SME IPOs—the appeal remains
The debate on NSE’s ceiling brings an important question to the fore: Are quality SMEs now finding it harder to attract investors at the IPO stage because of the capped listing momentum?
Market experts said the appetite for SME IPOs has not faded but matured, surfacing a balanced and rational investor base with NSE’s cap acting as a powerful filter favouring high-quality companies.
Earlier, the market was crowded with speculative listing pops rather than business models, but now SMEs attract investors with merit-based strong fundamentals, growth visibility, and sound governance, market participants said.
“This move has decluttered the space, allowing serious companies to be evaluated seriously and enabling investors to make choices based on prudence and trust, not momentum,” said Singh.
Although average listing gains have cooled, the rush of SMEs tapping the IPO market and the flood of retail investors has only soared, said Pranav Haldea, managing director of Prime Database Group.

Problems to work on:
a – Answer these questions from the passage on SME IPOs, one answer per line with matching marks:
(i) According to market participants, what was the market crowded with earlier?
(ii) What position does Pranav Haldea hold?
(iii) What does Singh say the move has done to the space?
b – Write the next few sentences of the passage on SME IPOs, starting right after its final sentence.

Given data:
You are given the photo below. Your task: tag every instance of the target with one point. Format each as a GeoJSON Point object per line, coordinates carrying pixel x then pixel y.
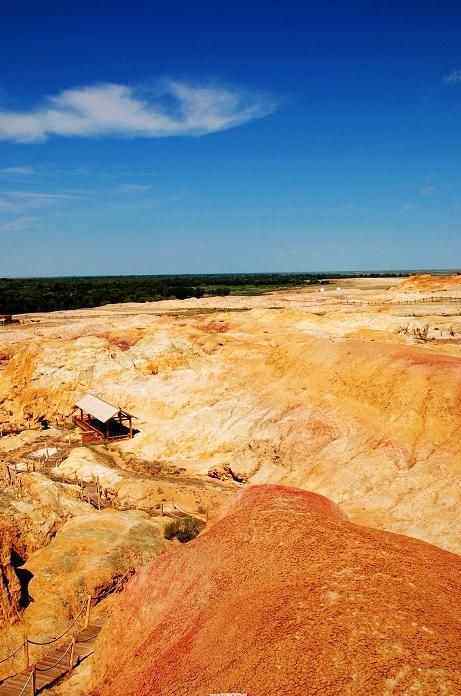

Solved problems:
a –
(i) Speculative listing pops rather than business models.
(ii) Managing director of Prime Database Group.
(iii) It has decluttered the space.

b –
In 2024-25, 234 SMEs raised ₹9,119.97 crore from IPOs, up from 204 small and medium enterprises mopping up ₹5,971.19 crore in FY24. In FY20, only 45 SMEs went public, raising ₹435.64 crore.
Participation by retail investors in SME IPOs, too, has exploded: from an average of 408 in FY20 to 113,066 in FY24 and 170,069 in FY25, Haldea said.
Vora of Finvolve added that whether the 90% cap needs a review will depend on how volumes sustain over the next 12 months. “If quality SMEs start struggling to raise capital due to muted listing buzz, regulators may need to recalibrate.”